◆ EXERCISE INSTRUCTIONS: Repeat the records word for word, excluding any picture.

◆ RECORDS FOR THIS EXERCISE:
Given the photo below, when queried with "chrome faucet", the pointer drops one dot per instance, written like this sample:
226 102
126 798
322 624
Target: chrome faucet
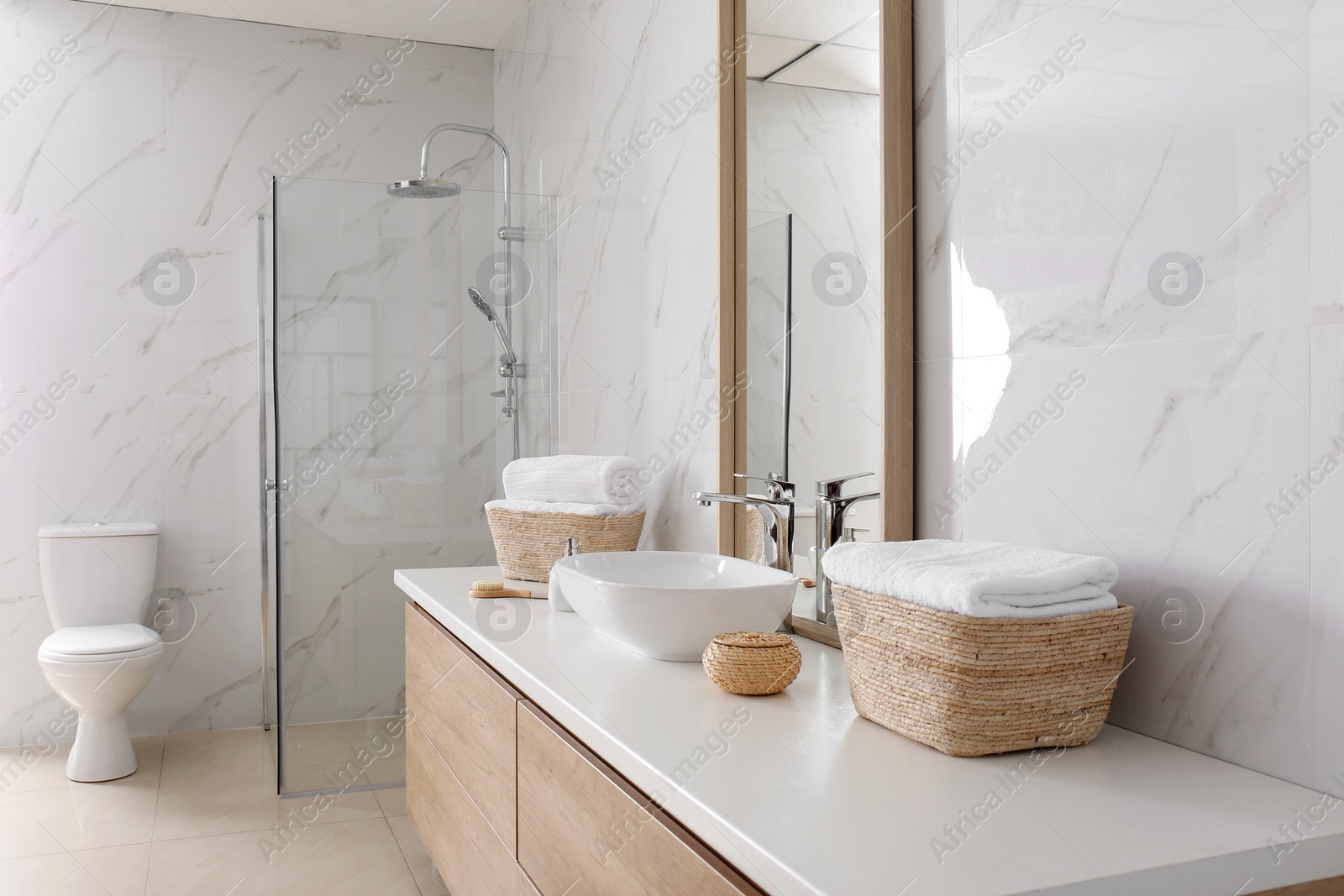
832 510
776 510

◆ REPLY TO THE TASK:
Given the photo below, when queried with "chrome faucet", the pointer drops one dot per instance, written like this sample:
226 102
126 798
322 624
Target: chrome faucet
832 510
776 510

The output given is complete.